• **Exercices à traiter**:
1 > Reproduisez tout ce qui figure dans le texte sur l'Apef depuis « S’organiser, se former, développer » jusqu'à « nous sommes données. ».
2 > Poursuivez le texte sur l'Apef au-delà de sa dernière phrase.

• **Texte extrait**:

Zita Kavungirwa, chargée de programmes de l’Apef [1] , témoignait à Porto Alegre du travail déjà réalisé.

Les femmes actrices économiques

« L’Apef est une association qui a été créée par et pour les femmes afin de les aider à subvenir durablement aux besoins de leurs familles. Beaucoup d’hommes ayant été mobilisés ou ayant perdu leurs emplois, les femmes qui avaient longtemps été cantonnées dans la sphère familiale ont dû, par la force des choses, se transformer en acteurs économiques. En 1996, nous avons commencé à travailler avec environ 45 femmes. Aujourd’hui, nous comptons plus de 800 membres, réparties en 27 groupes de base. 600 petits commerces et micro-entreprises de service ont déjà été créés.

S’organiser, se former, développer et diversifier des activités économiques porteuses, redéfinir la place des femmes au sein de leur famille et de la société... Tels sont les principaux défis que nous nous sommes données.

Pour démarrer au plus vite une activité génératrice de revenus de survie, les femmes de l’Apef s’engagent, dans un premier temps, dans des filières où elles possèdent un savoir-faire traditionnel. Par exemple la vente de produits alimentaires qui nécessite peu de capital de départ. Petit à petit, elles cherchent à évoluer vers des activités de transformation et de production (tricot de layette, fabrication de sirop et confiture, teinture de tissus...). Pour les soutenir, l’Apef s’appuie sur trois éléments : la formation (gestion, droit, comptabilité...), la mise à disposition de matériel et d’équipements, et le micro-crédit solidaire.

Ne plus dépendre d’usuriers, grâce au micro-crédit

Avant la création de l’Apef, les femmes étaient à la merci d’usuriers peu scrupuleux qui les maintenaient dans une situation de dépendance et d’arbitraire. C’est pourquoi nous avons décidé de mettre en place un système de micro-crédits solidaires rotatifs dont le remboursement par les unes permet l’octroi de crédits aux autres. Plusieurs centaines de micro-crédits individuels sont alloués chaque année pour une période de 6 mois, avec un taux d’intérêt mensuel de 2%. Près de 100% des crédits sont remboursés, ce qui constitue une réelle performance dans un contexte économique si difficile !

• **Entrées de données**:
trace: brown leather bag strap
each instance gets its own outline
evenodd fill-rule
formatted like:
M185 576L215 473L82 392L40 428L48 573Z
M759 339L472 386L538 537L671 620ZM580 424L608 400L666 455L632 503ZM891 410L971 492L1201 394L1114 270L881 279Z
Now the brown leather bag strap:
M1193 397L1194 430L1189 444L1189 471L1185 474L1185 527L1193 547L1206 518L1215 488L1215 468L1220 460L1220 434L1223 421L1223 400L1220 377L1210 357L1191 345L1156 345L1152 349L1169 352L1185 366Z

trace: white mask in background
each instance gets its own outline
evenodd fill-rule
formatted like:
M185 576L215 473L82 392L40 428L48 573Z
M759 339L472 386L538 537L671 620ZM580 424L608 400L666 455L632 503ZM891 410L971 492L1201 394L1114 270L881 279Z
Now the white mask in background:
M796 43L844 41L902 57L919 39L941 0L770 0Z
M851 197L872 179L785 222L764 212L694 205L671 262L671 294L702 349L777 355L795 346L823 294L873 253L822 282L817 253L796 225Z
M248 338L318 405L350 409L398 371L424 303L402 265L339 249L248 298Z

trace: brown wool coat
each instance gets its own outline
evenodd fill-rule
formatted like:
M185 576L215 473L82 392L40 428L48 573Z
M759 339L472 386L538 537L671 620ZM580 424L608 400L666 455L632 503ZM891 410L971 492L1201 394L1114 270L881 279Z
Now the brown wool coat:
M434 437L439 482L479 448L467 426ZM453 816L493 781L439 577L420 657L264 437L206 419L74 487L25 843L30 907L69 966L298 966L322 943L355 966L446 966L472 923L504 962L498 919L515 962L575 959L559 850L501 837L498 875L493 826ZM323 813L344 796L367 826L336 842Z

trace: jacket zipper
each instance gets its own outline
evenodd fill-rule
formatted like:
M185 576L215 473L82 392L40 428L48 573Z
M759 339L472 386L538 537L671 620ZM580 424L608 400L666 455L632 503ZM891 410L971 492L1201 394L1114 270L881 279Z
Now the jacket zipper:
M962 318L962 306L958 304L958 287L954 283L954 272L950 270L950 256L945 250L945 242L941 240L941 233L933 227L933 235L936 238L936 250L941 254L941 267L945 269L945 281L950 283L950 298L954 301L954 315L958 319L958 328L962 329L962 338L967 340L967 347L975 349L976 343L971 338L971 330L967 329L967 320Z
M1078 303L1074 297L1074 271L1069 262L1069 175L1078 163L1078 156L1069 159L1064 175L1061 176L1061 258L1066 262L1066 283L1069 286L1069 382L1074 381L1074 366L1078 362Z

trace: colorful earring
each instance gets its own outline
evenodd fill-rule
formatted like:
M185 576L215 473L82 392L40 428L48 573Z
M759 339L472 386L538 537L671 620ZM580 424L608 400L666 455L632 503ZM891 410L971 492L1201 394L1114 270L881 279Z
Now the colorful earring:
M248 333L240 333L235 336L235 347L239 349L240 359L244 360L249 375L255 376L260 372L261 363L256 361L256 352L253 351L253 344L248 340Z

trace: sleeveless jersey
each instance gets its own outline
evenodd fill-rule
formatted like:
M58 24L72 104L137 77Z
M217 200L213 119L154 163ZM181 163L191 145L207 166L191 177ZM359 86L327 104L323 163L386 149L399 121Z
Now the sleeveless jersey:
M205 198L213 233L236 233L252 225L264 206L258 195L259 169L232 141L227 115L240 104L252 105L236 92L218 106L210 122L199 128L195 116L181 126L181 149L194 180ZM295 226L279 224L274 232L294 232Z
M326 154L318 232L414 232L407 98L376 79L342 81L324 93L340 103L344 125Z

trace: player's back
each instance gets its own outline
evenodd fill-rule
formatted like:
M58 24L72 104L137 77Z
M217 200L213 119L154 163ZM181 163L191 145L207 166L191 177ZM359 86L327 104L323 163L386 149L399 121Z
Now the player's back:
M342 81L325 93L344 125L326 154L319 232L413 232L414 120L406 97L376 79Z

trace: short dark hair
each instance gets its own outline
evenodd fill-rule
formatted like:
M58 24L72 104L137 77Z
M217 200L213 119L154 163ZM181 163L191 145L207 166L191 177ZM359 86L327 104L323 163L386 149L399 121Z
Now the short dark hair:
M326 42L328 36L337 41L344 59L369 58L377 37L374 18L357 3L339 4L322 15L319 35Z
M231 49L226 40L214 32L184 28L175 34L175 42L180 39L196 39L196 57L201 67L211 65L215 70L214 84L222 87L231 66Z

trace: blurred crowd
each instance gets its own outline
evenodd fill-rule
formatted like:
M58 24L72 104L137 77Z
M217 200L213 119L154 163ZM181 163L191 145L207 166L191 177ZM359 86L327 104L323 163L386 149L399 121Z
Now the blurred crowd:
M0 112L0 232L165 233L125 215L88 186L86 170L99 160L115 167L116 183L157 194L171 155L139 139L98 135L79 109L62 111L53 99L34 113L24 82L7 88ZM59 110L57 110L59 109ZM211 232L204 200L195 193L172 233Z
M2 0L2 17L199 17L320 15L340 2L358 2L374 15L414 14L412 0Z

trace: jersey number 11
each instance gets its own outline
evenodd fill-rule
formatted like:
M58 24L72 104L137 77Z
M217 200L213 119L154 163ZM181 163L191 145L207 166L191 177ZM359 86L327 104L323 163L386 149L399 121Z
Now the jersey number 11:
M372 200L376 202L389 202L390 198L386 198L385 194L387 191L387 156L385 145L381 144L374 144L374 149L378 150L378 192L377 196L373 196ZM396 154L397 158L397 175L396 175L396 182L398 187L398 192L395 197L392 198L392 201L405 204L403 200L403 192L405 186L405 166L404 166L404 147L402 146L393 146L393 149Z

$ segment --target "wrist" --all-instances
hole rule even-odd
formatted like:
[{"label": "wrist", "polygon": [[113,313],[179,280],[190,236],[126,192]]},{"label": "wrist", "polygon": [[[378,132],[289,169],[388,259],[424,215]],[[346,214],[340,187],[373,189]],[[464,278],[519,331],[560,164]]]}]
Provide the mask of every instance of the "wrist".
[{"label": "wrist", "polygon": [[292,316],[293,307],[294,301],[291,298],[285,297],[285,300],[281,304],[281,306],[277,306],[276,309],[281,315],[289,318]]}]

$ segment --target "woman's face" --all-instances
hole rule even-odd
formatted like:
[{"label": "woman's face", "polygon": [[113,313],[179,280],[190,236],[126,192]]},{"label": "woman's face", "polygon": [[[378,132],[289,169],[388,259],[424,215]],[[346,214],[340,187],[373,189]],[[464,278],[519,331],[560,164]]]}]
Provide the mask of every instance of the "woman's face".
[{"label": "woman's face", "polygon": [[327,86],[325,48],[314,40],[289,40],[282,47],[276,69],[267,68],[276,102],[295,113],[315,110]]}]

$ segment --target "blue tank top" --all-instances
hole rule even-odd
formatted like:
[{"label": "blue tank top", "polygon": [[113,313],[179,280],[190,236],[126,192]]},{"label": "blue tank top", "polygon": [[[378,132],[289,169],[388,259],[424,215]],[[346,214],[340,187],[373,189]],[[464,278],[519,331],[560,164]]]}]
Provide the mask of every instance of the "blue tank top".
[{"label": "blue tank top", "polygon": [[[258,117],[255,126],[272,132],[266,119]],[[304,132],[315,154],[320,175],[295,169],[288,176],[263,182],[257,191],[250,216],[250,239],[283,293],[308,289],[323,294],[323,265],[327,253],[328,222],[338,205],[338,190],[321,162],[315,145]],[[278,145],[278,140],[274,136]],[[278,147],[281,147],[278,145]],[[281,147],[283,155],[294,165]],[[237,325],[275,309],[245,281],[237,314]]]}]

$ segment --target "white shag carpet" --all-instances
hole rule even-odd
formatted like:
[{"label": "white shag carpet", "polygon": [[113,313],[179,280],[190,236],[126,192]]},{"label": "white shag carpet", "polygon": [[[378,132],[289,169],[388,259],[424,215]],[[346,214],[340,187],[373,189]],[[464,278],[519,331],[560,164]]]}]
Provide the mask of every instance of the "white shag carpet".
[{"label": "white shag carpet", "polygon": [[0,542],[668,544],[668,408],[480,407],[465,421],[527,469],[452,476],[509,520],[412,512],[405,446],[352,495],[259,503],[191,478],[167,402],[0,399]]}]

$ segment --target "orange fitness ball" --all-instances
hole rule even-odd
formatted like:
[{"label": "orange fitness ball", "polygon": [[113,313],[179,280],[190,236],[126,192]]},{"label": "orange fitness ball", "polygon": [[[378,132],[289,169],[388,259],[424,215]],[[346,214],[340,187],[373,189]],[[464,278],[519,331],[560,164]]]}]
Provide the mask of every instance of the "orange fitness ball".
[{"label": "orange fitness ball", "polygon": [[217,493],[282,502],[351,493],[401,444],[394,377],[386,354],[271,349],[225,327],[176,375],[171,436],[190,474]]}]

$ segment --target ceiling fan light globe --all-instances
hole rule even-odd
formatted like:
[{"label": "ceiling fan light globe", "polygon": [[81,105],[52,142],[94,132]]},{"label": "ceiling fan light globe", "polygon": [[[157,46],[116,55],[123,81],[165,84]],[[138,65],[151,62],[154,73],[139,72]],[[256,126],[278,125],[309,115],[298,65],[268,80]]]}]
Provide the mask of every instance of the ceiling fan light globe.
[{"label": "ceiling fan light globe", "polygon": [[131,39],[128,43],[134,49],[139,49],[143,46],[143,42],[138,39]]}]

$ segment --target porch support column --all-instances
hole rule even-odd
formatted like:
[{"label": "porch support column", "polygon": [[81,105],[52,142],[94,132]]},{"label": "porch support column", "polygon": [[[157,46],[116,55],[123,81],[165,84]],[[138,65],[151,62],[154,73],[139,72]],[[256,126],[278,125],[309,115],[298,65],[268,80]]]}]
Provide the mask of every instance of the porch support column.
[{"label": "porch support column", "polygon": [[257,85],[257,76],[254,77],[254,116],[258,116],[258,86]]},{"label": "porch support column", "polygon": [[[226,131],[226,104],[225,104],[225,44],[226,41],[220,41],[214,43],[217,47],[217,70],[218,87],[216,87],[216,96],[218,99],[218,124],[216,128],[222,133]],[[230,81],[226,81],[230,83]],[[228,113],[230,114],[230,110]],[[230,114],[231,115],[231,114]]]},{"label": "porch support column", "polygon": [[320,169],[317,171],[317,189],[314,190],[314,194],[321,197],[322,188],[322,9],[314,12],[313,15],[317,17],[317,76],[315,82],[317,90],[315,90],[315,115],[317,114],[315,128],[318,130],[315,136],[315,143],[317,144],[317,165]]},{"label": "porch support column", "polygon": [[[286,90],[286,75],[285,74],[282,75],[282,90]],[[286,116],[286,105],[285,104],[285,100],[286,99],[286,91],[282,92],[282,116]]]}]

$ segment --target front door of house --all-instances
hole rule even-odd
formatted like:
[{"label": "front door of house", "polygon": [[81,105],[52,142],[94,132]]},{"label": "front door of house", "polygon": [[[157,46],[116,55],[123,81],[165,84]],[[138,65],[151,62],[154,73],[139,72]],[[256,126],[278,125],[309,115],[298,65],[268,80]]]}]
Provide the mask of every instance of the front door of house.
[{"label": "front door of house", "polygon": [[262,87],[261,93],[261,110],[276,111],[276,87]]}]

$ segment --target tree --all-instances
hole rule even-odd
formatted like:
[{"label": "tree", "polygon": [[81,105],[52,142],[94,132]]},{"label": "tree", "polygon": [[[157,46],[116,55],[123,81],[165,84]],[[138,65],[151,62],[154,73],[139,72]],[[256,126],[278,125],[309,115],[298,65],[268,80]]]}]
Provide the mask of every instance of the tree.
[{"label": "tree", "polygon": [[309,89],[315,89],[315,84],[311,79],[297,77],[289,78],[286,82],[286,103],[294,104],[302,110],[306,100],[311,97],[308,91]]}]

• **Exercices corrigés**:
1 >
S’organiser, se former, développer et diversifier des activités économiques porteuses, redéfinir la place des femmes au sein de leur famille et de la société... Tels sont les principaux défis que nous nous sommes données.

2 >
S’organiser pour résister à l’arbitraire et améliorer sa position sociale et familiale

Devenues plus autonomes grâce à leur regroupement, les femmes sont plus à même de faire respecter leurs droits sur les marchés, négocier avec les autorités, les grossistes, résister aux abus de pouvoir des militaires et autres “forces de sécurité”. Il est important de souligner que le combat que nous menons dans un contexte si difficile a été une opportunité pour rompre avec la marginalisation dont les femmes étaient victimes. Ainsi, des droits à la mesure des responsabilités qu’elles assument leur ont été reconnus. Une nouvelle répartition des tâches est apparue au sein des familles. Elles sont d’ailleurs de plus en plus souvent identifiées comme des interlocutrices à part entière par les autorités locales... Tout ne s’est pas fait du jour au lendemain, il reste beaucoup de chemin à parcourir. Mais nous organisons des rencontres avec les maris et les enfants de ces femmes, ainsi qu’avec les autorités locales, afin de mener, dans la durée, une réflexion sur le rôle de chacun.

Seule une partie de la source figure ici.